» OBJETIVO DEL EJERCICIO
¿Qué cosas enumera el texto sobre Puigdemont como incluidas en «todo lo que pedía»? Menciónalas todas.

» TEXTO DE PARTIDA
Antonio R. Naranjo-El Debate
  • Por mucho que el personaje sea detestable, tiene una virtud inédita en Sánchez: la coherencia, con la que destrozará lo que pueda al tahúr

Puigdemont sabe lo que hace. Es imposible para un español constitucionalista compartir nada de lo que haga el mayor elemento de desestabilización de tu país, hasta la llegada de Pedro Sánchez. Pero no es complicado entenderlo y explicarlo: es un independentista inquebrantable que busca la separación de Cataluña y todo lo que hace o intenta va dirigido a alcanzar ese objetivo.

Los retratos psicológicos del personaje, presentado como un lunático, proceden de las mismas trincheras políticas y periodísticas que, en otra de sus contradicciones hipócritas habituales, buscaron su respaldo para investir a Sánchez y, para lograrlo, defendieron la necesidad de darle todo lo que pedía, incluido una amnistía, una negociación en el extranjero con verificadores internacionales, un concierto económico catalán y la ilusión de un referéndum de autodeterminación.

Entradas de datos guardadas:
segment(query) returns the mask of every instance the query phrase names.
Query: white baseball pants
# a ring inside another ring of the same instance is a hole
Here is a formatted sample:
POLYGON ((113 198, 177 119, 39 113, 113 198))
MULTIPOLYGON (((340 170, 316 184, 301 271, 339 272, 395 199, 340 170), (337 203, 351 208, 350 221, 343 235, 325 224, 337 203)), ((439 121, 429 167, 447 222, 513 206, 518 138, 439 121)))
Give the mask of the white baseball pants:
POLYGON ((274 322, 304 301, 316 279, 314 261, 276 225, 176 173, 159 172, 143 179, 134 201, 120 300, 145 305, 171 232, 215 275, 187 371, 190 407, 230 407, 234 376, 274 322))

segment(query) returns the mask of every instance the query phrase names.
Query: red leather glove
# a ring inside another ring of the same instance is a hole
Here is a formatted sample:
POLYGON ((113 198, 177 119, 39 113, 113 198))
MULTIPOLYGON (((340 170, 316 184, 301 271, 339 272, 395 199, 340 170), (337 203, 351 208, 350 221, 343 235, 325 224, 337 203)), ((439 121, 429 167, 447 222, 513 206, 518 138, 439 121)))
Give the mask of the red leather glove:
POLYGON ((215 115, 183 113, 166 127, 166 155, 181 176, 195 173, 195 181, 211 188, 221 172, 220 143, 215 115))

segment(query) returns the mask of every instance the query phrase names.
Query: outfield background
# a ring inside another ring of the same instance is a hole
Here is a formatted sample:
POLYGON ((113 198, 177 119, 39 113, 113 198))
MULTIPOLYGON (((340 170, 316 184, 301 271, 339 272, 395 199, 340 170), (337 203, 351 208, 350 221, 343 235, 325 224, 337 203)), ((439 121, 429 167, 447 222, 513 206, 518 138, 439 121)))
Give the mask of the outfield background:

» SOLUCIÓN PROPUESTA
- una amnistía
- una negociación en el extranjero con verificadores internacionales
- un concierto económico catalán
- la ilusión de un referéndum de autodeterminación